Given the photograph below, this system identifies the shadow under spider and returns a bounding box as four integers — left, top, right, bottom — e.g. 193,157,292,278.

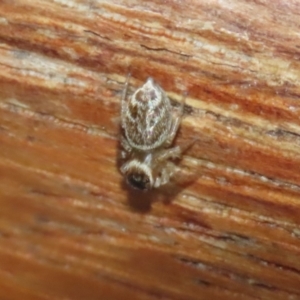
116,139,197,213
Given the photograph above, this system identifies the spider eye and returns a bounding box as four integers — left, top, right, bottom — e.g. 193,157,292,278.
127,173,150,191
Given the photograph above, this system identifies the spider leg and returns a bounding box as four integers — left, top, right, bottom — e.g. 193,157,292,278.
165,93,186,147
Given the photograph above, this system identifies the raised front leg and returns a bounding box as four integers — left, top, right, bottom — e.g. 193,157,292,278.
165,94,186,147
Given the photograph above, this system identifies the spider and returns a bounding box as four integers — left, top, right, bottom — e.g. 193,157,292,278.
121,76,187,191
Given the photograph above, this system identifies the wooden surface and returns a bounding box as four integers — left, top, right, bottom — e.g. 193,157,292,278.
0,0,300,300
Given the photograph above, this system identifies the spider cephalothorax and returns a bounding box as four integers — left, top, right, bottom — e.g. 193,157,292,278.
121,78,188,190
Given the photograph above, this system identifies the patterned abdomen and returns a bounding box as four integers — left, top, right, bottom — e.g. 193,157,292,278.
122,78,172,150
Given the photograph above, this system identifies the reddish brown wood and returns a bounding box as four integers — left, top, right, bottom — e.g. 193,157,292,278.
0,0,300,300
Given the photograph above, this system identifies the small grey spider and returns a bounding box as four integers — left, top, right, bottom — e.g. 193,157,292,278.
121,76,190,191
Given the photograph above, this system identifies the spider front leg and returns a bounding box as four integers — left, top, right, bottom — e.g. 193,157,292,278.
154,162,176,188
165,94,186,147
120,135,132,159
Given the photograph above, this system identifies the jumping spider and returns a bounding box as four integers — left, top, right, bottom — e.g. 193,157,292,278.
121,76,187,191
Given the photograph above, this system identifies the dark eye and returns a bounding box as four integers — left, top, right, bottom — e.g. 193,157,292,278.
127,173,150,191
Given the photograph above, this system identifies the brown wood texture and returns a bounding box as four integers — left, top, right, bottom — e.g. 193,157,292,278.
0,0,300,300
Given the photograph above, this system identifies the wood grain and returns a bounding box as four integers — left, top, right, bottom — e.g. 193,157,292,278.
0,0,300,300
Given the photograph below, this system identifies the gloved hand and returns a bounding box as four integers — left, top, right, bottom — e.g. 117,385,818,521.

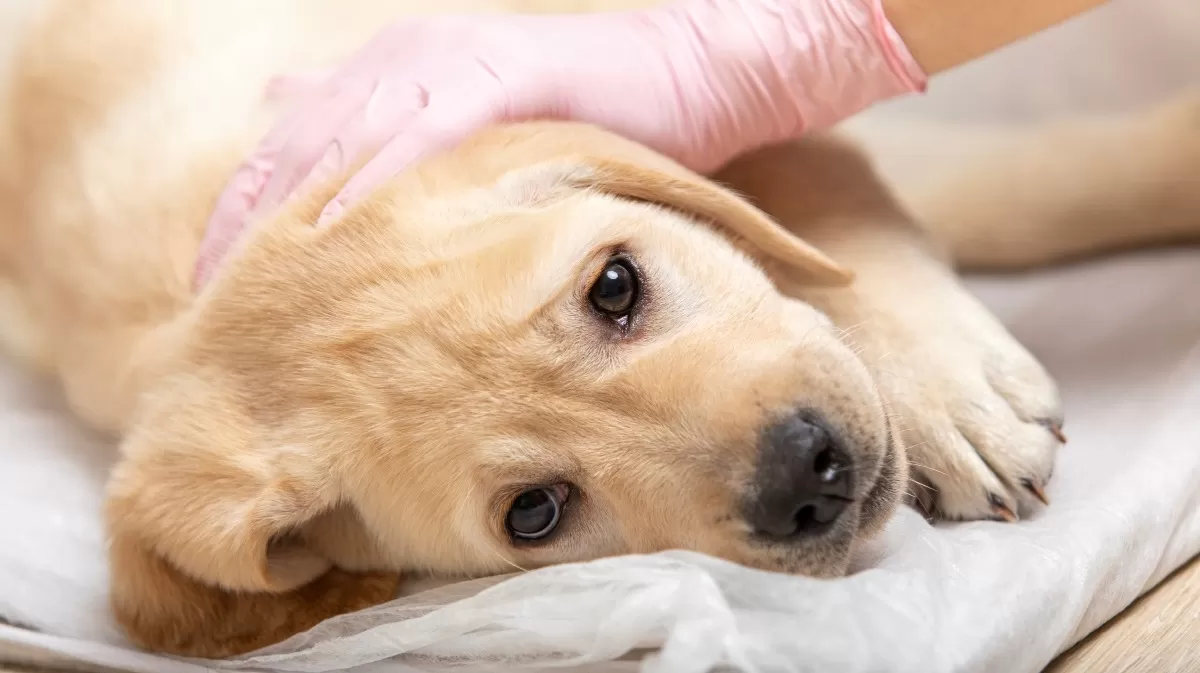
197,0,924,284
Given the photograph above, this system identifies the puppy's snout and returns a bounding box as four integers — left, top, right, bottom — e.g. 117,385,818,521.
746,413,854,540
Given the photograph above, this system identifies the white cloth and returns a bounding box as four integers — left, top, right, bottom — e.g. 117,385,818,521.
0,0,1200,673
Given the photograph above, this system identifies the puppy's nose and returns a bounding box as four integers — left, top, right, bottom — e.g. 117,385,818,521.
746,414,853,539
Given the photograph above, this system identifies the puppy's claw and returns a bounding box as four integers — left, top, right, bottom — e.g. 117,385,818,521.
1021,479,1050,505
988,493,1016,523
1040,419,1067,444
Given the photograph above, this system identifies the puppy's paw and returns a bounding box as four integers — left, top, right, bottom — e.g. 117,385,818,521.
852,290,1066,521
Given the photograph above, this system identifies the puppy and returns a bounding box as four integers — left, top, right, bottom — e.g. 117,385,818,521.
0,0,1200,657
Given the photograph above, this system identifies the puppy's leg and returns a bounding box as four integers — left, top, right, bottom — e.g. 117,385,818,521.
721,137,1061,519
109,540,400,659
868,96,1200,269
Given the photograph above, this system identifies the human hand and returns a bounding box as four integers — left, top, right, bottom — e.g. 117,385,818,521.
197,0,923,284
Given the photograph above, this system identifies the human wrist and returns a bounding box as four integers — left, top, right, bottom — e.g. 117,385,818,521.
652,0,925,146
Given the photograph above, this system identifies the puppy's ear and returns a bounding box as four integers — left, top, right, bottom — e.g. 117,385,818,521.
466,122,853,286
566,157,854,286
106,384,398,657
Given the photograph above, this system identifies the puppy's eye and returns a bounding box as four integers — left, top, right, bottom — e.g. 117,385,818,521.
504,483,570,540
588,258,641,318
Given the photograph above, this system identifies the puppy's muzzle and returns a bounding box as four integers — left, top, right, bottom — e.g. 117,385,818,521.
746,411,854,541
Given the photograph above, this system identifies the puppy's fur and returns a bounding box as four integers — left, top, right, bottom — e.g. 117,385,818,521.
0,0,1200,656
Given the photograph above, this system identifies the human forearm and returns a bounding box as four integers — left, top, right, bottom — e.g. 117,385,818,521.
883,0,1106,74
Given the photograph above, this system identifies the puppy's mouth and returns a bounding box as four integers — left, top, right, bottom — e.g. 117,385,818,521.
858,415,900,534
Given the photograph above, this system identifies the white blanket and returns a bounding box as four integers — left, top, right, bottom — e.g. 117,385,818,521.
0,0,1200,673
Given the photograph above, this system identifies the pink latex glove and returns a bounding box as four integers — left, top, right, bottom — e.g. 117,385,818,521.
196,0,925,287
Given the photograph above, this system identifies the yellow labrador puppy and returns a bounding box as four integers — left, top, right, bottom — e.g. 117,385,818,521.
0,0,1200,656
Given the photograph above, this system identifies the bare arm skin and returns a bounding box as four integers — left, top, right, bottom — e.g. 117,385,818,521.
883,0,1105,74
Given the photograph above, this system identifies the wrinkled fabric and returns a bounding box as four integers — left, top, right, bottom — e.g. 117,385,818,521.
0,0,1200,673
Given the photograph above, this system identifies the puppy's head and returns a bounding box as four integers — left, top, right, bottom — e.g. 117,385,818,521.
109,125,904,654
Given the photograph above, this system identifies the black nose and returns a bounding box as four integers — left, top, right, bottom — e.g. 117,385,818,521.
746,413,854,537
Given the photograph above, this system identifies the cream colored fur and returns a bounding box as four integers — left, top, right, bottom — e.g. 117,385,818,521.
0,0,1200,656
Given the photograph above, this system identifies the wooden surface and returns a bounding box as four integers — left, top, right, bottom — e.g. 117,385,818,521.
1045,557,1200,673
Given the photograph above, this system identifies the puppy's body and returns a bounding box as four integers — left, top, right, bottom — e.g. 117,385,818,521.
0,0,1200,655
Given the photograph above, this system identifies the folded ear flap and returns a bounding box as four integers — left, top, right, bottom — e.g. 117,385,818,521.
454,121,853,286
107,398,398,657
571,158,854,286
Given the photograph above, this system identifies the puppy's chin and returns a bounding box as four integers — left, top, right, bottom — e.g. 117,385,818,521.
858,421,908,539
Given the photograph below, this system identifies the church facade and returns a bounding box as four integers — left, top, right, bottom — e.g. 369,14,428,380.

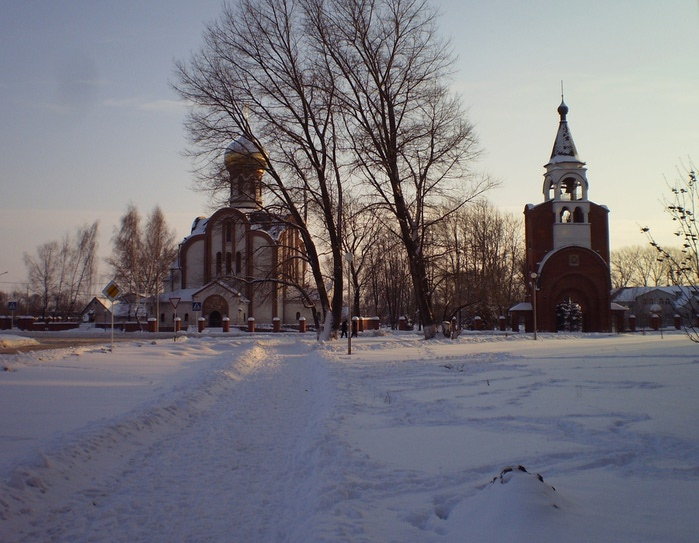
513,101,612,332
160,137,311,328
:::
OBJECTIVE >> Copy out the entries above from the line with "the human hand" to the line with "197,0,923,284", both included, and multiply each bounding-box coordinate in the answers by 1.2, rounding to whole numbers with halves rounded up. Leave the request wording and its sample coordinates as they are.

ANSWER TO THIS PROBLEM >>
Given the photograph above, this system identifies the human hand and returns a bounding box as four integers — left, top, right, bottom — e.g. 117,385,818,521.
236,0,1108,341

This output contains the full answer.